**SET TASK**
Repeat verbatim every line of the material, beginning at the line that holds "Pick out each instance of the grassy" and ending at its last line.

**RECORDS PROVIDED**
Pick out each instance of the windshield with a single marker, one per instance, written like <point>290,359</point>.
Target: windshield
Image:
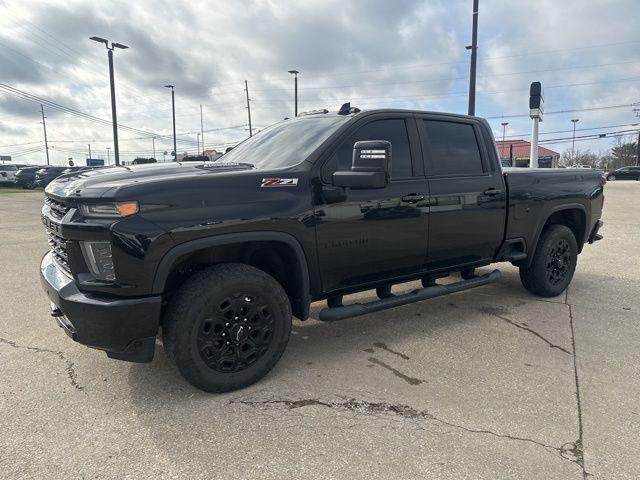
<point>284,144</point>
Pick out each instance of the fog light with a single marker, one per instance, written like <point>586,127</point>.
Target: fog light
<point>99,259</point>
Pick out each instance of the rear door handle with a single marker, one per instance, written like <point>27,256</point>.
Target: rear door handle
<point>413,198</point>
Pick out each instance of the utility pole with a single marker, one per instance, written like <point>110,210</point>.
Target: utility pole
<point>573,140</point>
<point>246,89</point>
<point>202,129</point>
<point>504,131</point>
<point>536,110</point>
<point>44,125</point>
<point>533,157</point>
<point>114,117</point>
<point>173,109</point>
<point>295,88</point>
<point>474,55</point>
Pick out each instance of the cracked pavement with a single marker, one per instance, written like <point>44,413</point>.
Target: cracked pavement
<point>489,383</point>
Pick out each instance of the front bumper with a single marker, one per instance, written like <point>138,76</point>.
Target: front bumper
<point>125,328</point>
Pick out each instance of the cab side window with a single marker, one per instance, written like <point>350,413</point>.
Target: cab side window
<point>392,130</point>
<point>454,148</point>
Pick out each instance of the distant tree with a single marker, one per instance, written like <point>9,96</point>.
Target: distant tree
<point>624,153</point>
<point>586,157</point>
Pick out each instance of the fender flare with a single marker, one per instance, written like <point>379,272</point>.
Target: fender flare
<point>551,211</point>
<point>302,273</point>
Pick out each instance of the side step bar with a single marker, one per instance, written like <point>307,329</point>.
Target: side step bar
<point>348,311</point>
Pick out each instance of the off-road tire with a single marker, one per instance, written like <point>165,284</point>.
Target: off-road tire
<point>195,316</point>
<point>553,264</point>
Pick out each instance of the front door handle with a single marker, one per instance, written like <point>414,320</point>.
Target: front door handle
<point>413,198</point>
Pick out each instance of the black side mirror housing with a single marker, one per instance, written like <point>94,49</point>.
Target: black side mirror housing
<point>370,166</point>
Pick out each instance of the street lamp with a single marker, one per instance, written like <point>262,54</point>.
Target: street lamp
<point>573,141</point>
<point>295,84</point>
<point>173,108</point>
<point>114,117</point>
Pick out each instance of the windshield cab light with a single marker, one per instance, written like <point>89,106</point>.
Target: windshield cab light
<point>109,210</point>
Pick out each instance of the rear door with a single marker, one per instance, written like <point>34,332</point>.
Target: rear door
<point>375,234</point>
<point>467,193</point>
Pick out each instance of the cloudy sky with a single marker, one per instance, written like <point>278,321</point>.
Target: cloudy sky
<point>374,53</point>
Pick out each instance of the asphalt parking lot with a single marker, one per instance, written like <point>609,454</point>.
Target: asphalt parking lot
<point>490,383</point>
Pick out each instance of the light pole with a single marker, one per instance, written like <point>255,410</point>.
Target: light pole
<point>173,108</point>
<point>573,141</point>
<point>114,117</point>
<point>474,55</point>
<point>504,131</point>
<point>295,88</point>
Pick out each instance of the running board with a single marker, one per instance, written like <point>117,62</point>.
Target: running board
<point>356,309</point>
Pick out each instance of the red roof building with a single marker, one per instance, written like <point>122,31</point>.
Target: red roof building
<point>517,153</point>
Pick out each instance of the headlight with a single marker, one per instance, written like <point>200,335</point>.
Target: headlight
<point>109,210</point>
<point>99,259</point>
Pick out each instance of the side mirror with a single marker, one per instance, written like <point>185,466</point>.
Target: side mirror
<point>370,166</point>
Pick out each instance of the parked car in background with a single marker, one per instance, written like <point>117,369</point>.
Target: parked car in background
<point>625,173</point>
<point>45,175</point>
<point>26,176</point>
<point>8,174</point>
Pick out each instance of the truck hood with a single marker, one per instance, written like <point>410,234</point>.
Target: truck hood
<point>101,182</point>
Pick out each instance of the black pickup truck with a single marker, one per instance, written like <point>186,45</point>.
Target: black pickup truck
<point>218,256</point>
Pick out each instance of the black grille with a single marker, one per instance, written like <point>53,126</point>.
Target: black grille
<point>58,209</point>
<point>58,249</point>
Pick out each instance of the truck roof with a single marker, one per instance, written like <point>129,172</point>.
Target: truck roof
<point>386,110</point>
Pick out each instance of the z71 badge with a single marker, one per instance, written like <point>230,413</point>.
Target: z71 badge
<point>279,182</point>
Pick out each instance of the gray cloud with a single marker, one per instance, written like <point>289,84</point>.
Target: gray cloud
<point>378,53</point>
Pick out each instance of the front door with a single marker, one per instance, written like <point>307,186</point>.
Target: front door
<point>467,194</point>
<point>375,234</point>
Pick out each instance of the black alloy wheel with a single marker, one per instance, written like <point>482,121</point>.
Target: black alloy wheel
<point>558,262</point>
<point>236,334</point>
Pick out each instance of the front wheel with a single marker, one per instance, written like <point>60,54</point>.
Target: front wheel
<point>227,326</point>
<point>553,264</point>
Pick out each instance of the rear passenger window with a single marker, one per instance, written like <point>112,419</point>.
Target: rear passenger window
<point>392,130</point>
<point>454,148</point>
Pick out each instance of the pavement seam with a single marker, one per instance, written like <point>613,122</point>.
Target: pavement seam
<point>70,366</point>
<point>566,451</point>
<point>551,345</point>
<point>579,452</point>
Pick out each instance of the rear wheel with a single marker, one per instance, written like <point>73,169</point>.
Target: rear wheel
<point>553,264</point>
<point>227,326</point>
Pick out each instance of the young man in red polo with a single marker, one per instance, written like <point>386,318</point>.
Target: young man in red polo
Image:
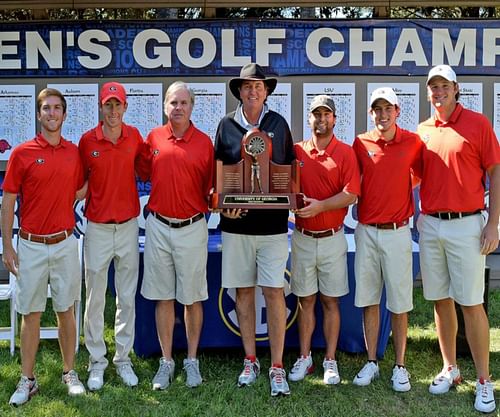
<point>45,173</point>
<point>461,149</point>
<point>175,255</point>
<point>329,179</point>
<point>111,153</point>
<point>385,155</point>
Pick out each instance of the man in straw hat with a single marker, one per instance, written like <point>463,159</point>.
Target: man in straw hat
<point>460,150</point>
<point>255,242</point>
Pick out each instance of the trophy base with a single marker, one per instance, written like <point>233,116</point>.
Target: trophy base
<point>288,201</point>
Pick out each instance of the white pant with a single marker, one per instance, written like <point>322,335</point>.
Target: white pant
<point>105,243</point>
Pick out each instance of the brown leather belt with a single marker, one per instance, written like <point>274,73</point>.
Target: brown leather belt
<point>177,225</point>
<point>318,235</point>
<point>45,239</point>
<point>389,226</point>
<point>450,215</point>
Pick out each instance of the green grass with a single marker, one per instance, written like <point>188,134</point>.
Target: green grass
<point>219,396</point>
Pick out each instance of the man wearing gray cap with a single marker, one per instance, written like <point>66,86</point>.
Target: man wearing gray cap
<point>330,183</point>
<point>461,149</point>
<point>386,156</point>
<point>255,242</point>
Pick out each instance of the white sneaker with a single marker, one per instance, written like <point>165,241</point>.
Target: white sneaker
<point>485,398</point>
<point>193,376</point>
<point>96,379</point>
<point>445,380</point>
<point>400,379</point>
<point>71,380</point>
<point>24,391</point>
<point>251,371</point>
<point>165,374</point>
<point>331,374</point>
<point>303,366</point>
<point>367,374</point>
<point>127,374</point>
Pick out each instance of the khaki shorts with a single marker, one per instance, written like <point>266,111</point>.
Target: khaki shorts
<point>450,258</point>
<point>384,257</point>
<point>249,260</point>
<point>319,264</point>
<point>41,265</point>
<point>175,262</point>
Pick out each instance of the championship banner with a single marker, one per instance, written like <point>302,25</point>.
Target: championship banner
<point>221,47</point>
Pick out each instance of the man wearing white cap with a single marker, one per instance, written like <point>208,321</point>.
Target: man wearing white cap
<point>330,182</point>
<point>386,156</point>
<point>460,150</point>
<point>111,154</point>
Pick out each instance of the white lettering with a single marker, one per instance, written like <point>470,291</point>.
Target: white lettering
<point>465,45</point>
<point>36,45</point>
<point>312,47</point>
<point>263,48</point>
<point>86,45</point>
<point>162,54</point>
<point>9,50</point>
<point>209,48</point>
<point>357,46</point>
<point>409,39</point>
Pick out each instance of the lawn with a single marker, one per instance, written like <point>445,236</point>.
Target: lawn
<point>219,396</point>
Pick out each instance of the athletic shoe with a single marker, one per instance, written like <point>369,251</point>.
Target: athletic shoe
<point>251,371</point>
<point>192,368</point>
<point>165,374</point>
<point>303,366</point>
<point>127,374</point>
<point>277,378</point>
<point>331,375</point>
<point>400,379</point>
<point>96,379</point>
<point>485,398</point>
<point>367,374</point>
<point>71,380</point>
<point>445,380</point>
<point>25,389</point>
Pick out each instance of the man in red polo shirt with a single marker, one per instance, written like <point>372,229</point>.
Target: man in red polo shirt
<point>330,182</point>
<point>460,151</point>
<point>111,153</point>
<point>175,255</point>
<point>45,173</point>
<point>383,237</point>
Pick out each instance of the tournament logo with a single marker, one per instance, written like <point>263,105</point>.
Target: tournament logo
<point>227,309</point>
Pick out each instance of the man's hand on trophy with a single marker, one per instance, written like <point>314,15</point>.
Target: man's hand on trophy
<point>234,213</point>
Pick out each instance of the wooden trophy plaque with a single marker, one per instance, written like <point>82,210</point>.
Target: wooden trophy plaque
<point>256,181</point>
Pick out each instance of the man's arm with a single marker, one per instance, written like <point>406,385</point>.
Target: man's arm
<point>9,255</point>
<point>489,236</point>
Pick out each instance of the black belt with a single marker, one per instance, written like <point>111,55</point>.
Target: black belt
<point>182,223</point>
<point>389,226</point>
<point>318,235</point>
<point>450,215</point>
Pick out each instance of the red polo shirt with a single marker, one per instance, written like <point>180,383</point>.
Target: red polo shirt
<point>182,172</point>
<point>324,174</point>
<point>46,178</point>
<point>110,169</point>
<point>385,166</point>
<point>455,158</point>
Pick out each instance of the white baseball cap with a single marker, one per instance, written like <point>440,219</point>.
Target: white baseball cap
<point>444,71</point>
<point>386,93</point>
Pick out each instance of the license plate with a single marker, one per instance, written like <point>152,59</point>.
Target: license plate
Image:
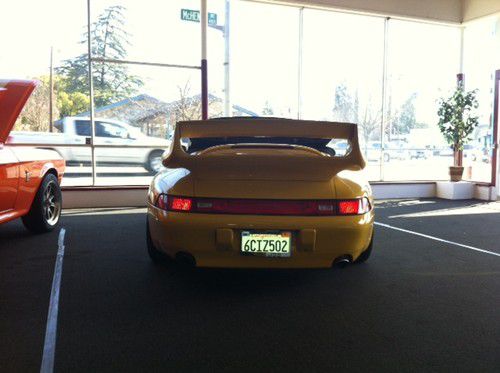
<point>267,244</point>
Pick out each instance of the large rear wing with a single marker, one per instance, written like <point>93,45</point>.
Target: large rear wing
<point>264,127</point>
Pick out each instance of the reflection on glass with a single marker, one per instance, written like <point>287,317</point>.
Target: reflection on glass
<point>481,38</point>
<point>264,58</point>
<point>423,60</point>
<point>342,75</point>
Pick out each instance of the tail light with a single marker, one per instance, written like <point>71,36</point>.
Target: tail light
<point>263,206</point>
<point>354,206</point>
<point>171,203</point>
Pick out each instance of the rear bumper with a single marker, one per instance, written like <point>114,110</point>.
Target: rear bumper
<point>214,240</point>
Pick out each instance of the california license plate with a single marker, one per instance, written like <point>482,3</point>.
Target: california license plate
<point>267,244</point>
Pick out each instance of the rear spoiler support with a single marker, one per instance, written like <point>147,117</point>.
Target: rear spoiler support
<point>264,127</point>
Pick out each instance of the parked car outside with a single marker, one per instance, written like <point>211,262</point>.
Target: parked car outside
<point>124,143</point>
<point>392,150</point>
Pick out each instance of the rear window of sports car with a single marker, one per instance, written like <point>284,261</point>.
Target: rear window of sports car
<point>331,147</point>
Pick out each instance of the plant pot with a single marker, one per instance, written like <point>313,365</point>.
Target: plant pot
<point>456,173</point>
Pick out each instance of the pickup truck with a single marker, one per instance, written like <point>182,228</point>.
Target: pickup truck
<point>125,144</point>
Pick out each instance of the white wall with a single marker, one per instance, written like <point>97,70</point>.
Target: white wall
<point>472,9</point>
<point>435,10</point>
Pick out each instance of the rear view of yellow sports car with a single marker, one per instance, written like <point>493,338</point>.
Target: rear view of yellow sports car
<point>261,193</point>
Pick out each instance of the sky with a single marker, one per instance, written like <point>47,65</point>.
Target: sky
<point>337,48</point>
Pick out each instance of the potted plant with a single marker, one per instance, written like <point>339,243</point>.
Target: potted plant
<point>457,121</point>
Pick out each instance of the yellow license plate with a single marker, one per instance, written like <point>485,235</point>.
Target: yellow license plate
<point>267,244</point>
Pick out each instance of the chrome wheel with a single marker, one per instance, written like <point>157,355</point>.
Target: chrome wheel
<point>51,204</point>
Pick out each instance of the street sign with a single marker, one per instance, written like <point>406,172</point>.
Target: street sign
<point>194,16</point>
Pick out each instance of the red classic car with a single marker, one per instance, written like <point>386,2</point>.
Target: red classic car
<point>29,178</point>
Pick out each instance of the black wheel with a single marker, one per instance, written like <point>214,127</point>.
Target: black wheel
<point>154,162</point>
<point>156,255</point>
<point>46,208</point>
<point>365,254</point>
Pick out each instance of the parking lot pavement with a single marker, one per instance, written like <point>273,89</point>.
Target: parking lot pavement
<point>417,304</point>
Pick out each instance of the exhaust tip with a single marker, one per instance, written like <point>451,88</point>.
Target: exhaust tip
<point>342,261</point>
<point>185,259</point>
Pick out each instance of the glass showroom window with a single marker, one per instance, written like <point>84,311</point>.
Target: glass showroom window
<point>481,59</point>
<point>133,126</point>
<point>138,95</point>
<point>342,75</point>
<point>264,58</point>
<point>51,42</point>
<point>422,63</point>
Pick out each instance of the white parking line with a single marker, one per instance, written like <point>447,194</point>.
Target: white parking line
<point>49,347</point>
<point>437,239</point>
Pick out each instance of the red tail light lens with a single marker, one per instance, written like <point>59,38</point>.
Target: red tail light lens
<point>171,203</point>
<point>180,204</point>
<point>263,207</point>
<point>354,206</point>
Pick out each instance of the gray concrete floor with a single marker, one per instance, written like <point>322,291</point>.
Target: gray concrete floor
<point>416,305</point>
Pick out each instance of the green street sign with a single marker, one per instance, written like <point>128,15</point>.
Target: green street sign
<point>194,16</point>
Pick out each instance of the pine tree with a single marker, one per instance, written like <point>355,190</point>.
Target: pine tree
<point>112,82</point>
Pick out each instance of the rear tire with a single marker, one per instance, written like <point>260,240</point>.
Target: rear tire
<point>46,208</point>
<point>365,254</point>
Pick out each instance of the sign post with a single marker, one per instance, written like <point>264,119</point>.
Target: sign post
<point>194,16</point>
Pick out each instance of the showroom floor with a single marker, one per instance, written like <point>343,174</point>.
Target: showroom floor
<point>418,304</point>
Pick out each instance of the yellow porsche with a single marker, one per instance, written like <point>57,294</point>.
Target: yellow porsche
<point>261,193</point>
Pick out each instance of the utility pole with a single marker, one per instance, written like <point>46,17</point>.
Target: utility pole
<point>51,94</point>
<point>204,64</point>
<point>227,83</point>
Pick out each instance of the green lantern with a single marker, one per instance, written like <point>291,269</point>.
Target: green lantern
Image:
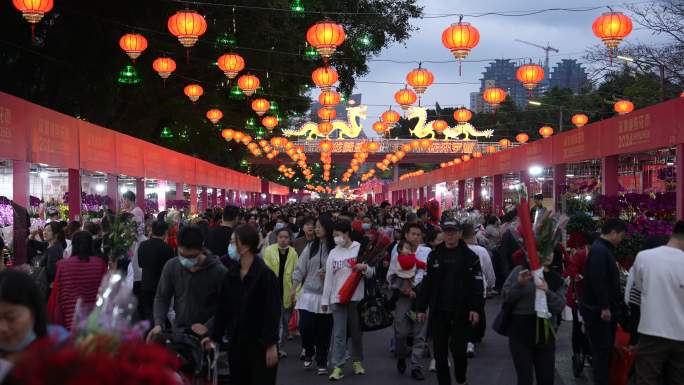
<point>128,75</point>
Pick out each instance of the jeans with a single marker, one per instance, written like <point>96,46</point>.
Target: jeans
<point>346,320</point>
<point>659,361</point>
<point>403,326</point>
<point>602,338</point>
<point>450,332</point>
<point>315,330</point>
<point>532,356</point>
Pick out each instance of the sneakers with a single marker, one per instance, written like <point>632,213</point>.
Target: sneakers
<point>471,350</point>
<point>401,365</point>
<point>336,375</point>
<point>417,374</point>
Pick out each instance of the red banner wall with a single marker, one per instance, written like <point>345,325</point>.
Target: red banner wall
<point>14,128</point>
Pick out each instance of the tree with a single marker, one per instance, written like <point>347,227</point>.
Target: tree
<point>74,64</point>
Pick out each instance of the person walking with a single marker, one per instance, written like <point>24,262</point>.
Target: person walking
<point>315,325</point>
<point>248,312</point>
<point>78,277</point>
<point>453,291</point>
<point>342,260</point>
<point>659,276</point>
<point>533,351</point>
<point>153,254</point>
<point>602,298</point>
<point>281,258</point>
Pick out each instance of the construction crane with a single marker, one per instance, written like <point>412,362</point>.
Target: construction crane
<point>547,49</point>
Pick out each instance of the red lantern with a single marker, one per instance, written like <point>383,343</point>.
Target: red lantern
<point>164,66</point>
<point>379,127</point>
<point>325,36</point>
<point>460,39</point>
<point>530,75</point>
<point>579,120</point>
<point>231,64</point>
<point>248,84</point>
<point>329,98</point>
<point>546,131</point>
<point>420,79</point>
<point>494,96</point>
<point>269,122</point>
<point>623,107</point>
<point>327,113</point>
<point>522,137</point>
<point>462,115</point>
<point>260,106</point>
<point>193,91</point>
<point>324,77</point>
<point>405,98</point>
<point>187,26</point>
<point>439,125</point>
<point>612,27</point>
<point>133,44</point>
<point>214,115</point>
<point>390,117</point>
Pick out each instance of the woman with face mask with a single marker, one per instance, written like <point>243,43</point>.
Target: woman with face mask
<point>342,260</point>
<point>315,325</point>
<point>248,314</point>
<point>281,258</point>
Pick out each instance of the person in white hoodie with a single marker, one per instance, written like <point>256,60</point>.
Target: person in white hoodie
<point>342,260</point>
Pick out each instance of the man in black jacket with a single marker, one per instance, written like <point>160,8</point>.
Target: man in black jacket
<point>153,254</point>
<point>602,296</point>
<point>453,290</point>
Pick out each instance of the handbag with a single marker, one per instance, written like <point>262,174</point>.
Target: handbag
<point>373,309</point>
<point>502,322</point>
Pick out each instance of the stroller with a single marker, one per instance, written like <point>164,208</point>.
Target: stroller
<point>198,365</point>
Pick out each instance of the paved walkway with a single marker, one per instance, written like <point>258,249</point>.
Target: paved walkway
<point>492,365</point>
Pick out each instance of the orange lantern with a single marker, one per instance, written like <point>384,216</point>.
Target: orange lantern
<point>248,84</point>
<point>133,44</point>
<point>260,106</point>
<point>546,131</point>
<point>462,115</point>
<point>405,98</point>
<point>329,98</point>
<point>187,26</point>
<point>420,79</point>
<point>390,117</point>
<point>231,64</point>
<point>460,39</point>
<point>494,96</point>
<point>530,75</point>
<point>379,127</point>
<point>164,66</point>
<point>193,91</point>
<point>227,134</point>
<point>439,125</point>
<point>324,77</point>
<point>612,27</point>
<point>325,36</point>
<point>214,115</point>
<point>623,107</point>
<point>522,137</point>
<point>325,128</point>
<point>269,122</point>
<point>579,120</point>
<point>327,113</point>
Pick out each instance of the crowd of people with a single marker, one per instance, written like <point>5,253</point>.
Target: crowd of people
<point>248,280</point>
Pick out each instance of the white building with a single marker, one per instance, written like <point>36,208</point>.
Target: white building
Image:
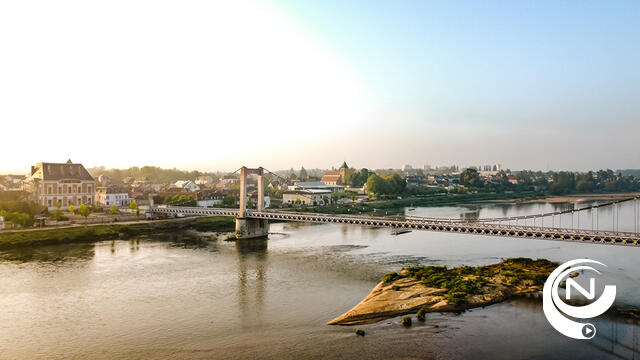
<point>112,196</point>
<point>204,180</point>
<point>306,197</point>
<point>188,185</point>
<point>314,185</point>
<point>56,184</point>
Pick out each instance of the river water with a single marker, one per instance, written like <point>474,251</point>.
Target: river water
<point>176,296</point>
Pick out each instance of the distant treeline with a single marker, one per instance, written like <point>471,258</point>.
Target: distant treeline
<point>152,173</point>
<point>555,182</point>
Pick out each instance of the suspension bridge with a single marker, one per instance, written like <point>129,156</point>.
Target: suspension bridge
<point>255,223</point>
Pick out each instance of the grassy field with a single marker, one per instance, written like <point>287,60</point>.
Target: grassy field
<point>111,231</point>
<point>434,200</point>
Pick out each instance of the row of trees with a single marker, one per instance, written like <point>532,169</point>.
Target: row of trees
<point>562,182</point>
<point>153,173</point>
<point>180,200</point>
<point>386,185</point>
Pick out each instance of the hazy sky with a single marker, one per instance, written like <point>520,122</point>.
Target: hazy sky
<point>217,84</point>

**SOLUTION TO THE PROBLEM**
Pick out each instance of the grassy field with a single marker, one per instance, written like <point>287,60</point>.
Target: grassy field
<point>111,231</point>
<point>434,200</point>
Pick out each instance of the row of trees with a single marker, one per instance, written like <point>532,169</point>.
Target: row of trees
<point>562,182</point>
<point>153,173</point>
<point>180,200</point>
<point>386,185</point>
Pick out each instance of the hazy sky with a single marker, one per instance, written like <point>520,122</point>.
Target: hazy sky
<point>217,84</point>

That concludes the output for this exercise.